- **Action item**
Would you transcribe the line that holds "of the trekking", plus every line beneath it through the end of the data, exactly and with nothing added?

[[ Extracted information, beginning ]]

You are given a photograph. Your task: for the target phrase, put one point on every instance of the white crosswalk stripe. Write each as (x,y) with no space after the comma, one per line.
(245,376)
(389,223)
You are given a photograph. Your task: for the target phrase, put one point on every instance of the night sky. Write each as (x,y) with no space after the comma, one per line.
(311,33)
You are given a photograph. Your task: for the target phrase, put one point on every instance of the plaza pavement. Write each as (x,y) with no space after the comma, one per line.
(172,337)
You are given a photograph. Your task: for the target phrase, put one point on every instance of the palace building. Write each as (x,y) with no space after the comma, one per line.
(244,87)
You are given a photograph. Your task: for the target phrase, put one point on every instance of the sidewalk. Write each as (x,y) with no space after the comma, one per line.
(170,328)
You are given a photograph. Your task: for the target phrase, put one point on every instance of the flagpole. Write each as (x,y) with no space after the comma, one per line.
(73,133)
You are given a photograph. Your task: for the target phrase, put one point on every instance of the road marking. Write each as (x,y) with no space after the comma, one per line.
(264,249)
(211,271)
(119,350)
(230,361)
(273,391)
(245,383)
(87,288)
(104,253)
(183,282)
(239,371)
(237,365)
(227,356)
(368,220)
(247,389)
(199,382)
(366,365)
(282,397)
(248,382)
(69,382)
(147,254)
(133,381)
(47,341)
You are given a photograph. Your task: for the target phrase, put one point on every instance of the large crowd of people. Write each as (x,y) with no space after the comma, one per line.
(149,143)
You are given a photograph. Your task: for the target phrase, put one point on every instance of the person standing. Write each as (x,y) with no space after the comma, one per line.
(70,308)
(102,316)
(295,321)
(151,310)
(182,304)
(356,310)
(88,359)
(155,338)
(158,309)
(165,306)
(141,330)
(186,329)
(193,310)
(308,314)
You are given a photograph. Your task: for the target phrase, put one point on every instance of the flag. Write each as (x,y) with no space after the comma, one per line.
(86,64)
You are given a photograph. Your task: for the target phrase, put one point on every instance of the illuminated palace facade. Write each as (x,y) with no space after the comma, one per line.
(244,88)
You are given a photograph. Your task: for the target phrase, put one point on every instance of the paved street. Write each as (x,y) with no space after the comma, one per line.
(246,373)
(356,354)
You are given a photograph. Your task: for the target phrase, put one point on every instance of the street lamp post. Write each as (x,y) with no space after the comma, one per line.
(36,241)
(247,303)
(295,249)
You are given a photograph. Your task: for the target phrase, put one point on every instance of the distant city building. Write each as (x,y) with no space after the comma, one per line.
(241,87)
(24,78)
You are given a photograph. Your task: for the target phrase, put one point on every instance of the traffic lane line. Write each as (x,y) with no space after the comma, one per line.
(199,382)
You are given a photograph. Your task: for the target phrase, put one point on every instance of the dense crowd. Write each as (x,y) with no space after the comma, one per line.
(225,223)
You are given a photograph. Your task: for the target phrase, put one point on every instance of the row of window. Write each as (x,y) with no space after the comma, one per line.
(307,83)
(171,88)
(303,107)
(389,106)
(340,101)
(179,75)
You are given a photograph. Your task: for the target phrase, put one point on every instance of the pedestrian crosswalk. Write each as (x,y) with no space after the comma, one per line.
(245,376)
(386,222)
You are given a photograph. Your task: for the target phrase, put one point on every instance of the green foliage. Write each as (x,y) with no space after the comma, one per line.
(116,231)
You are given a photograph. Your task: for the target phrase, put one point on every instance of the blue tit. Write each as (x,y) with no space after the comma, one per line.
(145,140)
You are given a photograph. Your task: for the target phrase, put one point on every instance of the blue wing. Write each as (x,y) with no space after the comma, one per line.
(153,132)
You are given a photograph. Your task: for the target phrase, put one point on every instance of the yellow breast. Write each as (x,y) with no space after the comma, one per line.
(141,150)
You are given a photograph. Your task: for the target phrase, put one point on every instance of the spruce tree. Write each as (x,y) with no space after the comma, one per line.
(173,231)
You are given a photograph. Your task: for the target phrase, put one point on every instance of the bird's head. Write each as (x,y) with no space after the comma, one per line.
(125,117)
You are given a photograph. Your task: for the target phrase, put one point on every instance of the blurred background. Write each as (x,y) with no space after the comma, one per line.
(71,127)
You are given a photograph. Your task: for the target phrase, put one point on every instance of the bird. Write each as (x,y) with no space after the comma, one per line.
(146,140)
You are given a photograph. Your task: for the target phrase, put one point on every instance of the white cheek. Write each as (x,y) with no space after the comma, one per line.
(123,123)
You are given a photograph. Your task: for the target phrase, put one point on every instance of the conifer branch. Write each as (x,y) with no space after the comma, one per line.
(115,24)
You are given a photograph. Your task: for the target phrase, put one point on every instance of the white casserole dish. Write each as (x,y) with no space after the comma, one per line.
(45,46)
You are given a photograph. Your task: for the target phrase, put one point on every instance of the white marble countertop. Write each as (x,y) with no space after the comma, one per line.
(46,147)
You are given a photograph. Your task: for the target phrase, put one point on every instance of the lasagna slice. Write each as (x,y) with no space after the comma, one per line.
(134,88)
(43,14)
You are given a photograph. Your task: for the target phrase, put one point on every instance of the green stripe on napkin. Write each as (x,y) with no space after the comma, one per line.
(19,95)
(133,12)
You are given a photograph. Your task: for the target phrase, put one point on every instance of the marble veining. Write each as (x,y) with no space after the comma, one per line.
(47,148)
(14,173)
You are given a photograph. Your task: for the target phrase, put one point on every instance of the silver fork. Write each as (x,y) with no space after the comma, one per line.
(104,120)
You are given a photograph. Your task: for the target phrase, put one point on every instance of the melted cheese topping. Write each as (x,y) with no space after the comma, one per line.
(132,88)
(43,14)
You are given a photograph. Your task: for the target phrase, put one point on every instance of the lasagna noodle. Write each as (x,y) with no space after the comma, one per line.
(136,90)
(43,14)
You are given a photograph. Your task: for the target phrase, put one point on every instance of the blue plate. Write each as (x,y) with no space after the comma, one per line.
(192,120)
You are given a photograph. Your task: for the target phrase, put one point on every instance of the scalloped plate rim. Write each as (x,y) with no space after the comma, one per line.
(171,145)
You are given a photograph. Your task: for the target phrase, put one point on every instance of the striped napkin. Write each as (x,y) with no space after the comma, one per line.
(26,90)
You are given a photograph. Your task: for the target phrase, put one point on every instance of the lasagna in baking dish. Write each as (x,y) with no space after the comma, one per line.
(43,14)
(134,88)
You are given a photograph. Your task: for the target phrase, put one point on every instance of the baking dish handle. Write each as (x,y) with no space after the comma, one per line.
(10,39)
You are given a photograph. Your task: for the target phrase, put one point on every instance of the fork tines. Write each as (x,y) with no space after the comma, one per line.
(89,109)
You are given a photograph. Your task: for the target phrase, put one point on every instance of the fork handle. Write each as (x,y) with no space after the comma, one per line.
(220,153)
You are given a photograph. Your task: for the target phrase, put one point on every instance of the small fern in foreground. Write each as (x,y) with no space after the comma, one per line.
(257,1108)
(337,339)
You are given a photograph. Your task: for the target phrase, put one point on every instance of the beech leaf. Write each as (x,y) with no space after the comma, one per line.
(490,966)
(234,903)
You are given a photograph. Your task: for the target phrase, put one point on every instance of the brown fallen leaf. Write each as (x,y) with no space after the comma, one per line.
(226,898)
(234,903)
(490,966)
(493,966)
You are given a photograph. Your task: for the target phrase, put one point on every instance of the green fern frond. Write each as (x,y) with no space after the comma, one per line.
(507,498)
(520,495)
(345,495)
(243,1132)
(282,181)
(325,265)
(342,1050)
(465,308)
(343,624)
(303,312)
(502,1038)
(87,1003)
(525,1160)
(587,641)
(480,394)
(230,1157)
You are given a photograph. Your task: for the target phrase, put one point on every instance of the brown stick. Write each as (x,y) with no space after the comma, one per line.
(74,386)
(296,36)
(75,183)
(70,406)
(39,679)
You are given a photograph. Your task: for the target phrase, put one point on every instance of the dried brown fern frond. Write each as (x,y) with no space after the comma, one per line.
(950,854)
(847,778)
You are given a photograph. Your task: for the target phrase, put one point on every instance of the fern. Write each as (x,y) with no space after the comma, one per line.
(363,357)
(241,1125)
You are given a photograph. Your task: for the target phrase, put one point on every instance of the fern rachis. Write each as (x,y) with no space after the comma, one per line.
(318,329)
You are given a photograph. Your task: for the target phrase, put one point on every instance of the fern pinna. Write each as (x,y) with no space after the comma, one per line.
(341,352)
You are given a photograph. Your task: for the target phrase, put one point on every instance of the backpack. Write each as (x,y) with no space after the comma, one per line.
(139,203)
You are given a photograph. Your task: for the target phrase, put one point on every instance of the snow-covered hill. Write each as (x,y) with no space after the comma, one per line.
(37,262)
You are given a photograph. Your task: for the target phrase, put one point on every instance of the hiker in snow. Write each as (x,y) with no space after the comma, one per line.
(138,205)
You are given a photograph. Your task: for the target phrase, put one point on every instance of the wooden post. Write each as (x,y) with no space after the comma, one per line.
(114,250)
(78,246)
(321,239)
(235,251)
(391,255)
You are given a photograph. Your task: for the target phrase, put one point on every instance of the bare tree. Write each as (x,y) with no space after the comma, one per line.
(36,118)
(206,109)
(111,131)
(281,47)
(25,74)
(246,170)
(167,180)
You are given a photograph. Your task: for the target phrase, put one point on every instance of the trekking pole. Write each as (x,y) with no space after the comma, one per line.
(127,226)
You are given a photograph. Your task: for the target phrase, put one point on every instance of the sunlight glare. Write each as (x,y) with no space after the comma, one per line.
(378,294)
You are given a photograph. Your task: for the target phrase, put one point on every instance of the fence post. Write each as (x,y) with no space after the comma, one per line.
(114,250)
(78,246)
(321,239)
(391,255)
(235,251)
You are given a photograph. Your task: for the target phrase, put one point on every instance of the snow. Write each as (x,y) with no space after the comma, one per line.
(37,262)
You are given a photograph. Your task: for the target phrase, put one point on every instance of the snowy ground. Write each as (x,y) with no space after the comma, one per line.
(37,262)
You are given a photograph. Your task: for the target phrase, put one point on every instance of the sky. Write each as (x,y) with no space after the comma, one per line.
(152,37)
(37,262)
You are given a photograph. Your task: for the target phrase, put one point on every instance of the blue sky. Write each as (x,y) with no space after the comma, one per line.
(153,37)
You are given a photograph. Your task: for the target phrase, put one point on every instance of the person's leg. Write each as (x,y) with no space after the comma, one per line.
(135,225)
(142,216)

[[ Extracted information, end ]]

- **Written solution**
You are given a photograph. Your task: for the target phrase, put one point on every instance of the trekking pole. Write each as (x,y) with no space after the comma, one per line.
(127,226)
You are given a photograph. Your task: for the target phrase, put one point on every instance of the sunlight glare. Write each as (x,y) with no space after the comma, one per line.
(378,294)
You are given a photograph. Your task: for the target phrase, put one point on every instance of the fence post. Write each as (x,y) with no space after the comma, one per line.
(114,250)
(78,246)
(321,239)
(391,255)
(235,251)
You are given a photograph. Your task: for the target phrase, put one point on every instance of the snow. Write each as (x,y) with no space after the comma, one per line.
(37,262)
You are given a photograph. Your task: for the target phrase, put one point on every instance of the snowy ground. Write each as (x,y) with no space after the comma, one per line.
(37,262)
You are given a photograph. Your task: for the target phrase, put one point on every instance of the sky. Write each as (x,y) with no space after the comma, one per line.
(152,37)
(37,262)
You are given a photograph. Your task: for the target phrase, put one point on every instance of the blue sky. Write each as (x,y) with no space after the comma, one per line.
(153,37)
You are given a photograph. Your task: for the target phrase, put one point on every instance of the person's leg. Write each as (x,y) with no space after the comma, one per line.
(135,225)
(142,216)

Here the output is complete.